● WHAT IS EXPECTED
Rewrite the items below, replacing "marker" with "dot" wherever it occurs and leaving everything else unchanged.

● RECORD LIST
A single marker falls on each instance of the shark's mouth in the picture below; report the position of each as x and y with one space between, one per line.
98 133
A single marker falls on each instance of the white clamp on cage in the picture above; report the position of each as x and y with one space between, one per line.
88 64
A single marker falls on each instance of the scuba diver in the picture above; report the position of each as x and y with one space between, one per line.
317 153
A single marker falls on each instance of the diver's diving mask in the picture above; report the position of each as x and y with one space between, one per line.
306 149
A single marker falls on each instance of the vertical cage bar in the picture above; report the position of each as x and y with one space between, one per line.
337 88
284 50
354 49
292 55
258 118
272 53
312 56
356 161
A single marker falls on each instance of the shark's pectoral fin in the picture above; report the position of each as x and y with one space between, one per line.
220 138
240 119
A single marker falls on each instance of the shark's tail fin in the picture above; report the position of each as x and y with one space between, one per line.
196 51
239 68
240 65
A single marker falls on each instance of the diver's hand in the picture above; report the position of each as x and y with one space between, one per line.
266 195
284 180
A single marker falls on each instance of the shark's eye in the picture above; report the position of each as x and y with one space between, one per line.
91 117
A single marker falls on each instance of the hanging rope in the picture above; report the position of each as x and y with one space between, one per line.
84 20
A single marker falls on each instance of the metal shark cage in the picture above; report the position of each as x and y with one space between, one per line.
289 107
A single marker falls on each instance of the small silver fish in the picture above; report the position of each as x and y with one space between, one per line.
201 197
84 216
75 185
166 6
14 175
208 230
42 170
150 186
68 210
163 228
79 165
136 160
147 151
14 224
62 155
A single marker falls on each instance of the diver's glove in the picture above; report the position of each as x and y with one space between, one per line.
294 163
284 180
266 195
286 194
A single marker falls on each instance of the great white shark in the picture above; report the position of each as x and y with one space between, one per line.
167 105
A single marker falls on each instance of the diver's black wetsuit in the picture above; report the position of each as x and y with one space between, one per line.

● ANSWER FOR THIS EXERCISE
A single dot falls on each instance of the shark's mouth in the picture below; report the position of each as x and y with one space between, one per line.
98 133
A single dot falls on each instance of the white clamp on cage in the picture above; report the position of each as x and y with one space between, one per line.
88 64
A single dot falls on each instance of the scuba diver in the picture above; report the position of each as x and y with one space between, one per line.
317 153
A single dot falls on each instance of the diver's diving mask in the picture above; report the position of each as x and y with one space between, one per line.
306 149
A single dot falls on each instance of the vertical cage bar in the picture above; report the position of each as x and y with one space between, one per line.
337 88
284 50
354 49
292 55
258 118
272 53
312 56
356 161
A single dot falls on each instance of the shark's pectoral fin in the picture above; report the position of each as x and y with one space between, one per line.
220 138
240 119
A single dot falls on each instance of the shark's tail fin in the picture above; report the position of each as x and y with one space between, one per line.
196 51
239 68
240 65
A single dot falls on each instance of the diver's hand in the picture above; report the position of each as x and y with one space between, one per line.
266 195
284 180
A single dot falls on each instance of the shark's eye in the picture above; report the position of each as x and y with one space between, one per line.
91 117
A single dot falls on each instance of the hanging rope in the picture above; report the position of each as x and y with one space between, one per line.
84 20
A single dot falls on each instance of the metal shark cage in the picture above; report the position of each as x and y with one space between, one per line.
289 107
A single dot falls on each instance of the small silver fish in the picture above; report the position of each as x and y with one space between, one per line.
201 197
84 216
75 185
166 6
14 175
208 230
42 170
150 186
68 210
163 228
79 165
136 160
147 151
14 224
62 155
A single dot falls on each instance of the diver's glove in the picture above; report the position of each as x and y with one space between, one per line.
294 163
284 180
266 195
286 194
A single dot falls on each instance of the great white shark in the picture above; report the position of each as x and y with one space between, one per line.
167 105
A single dot falls on each instance of the diver's black wetsuit in the picture above; report the position of each as x and y with one space between, one per line.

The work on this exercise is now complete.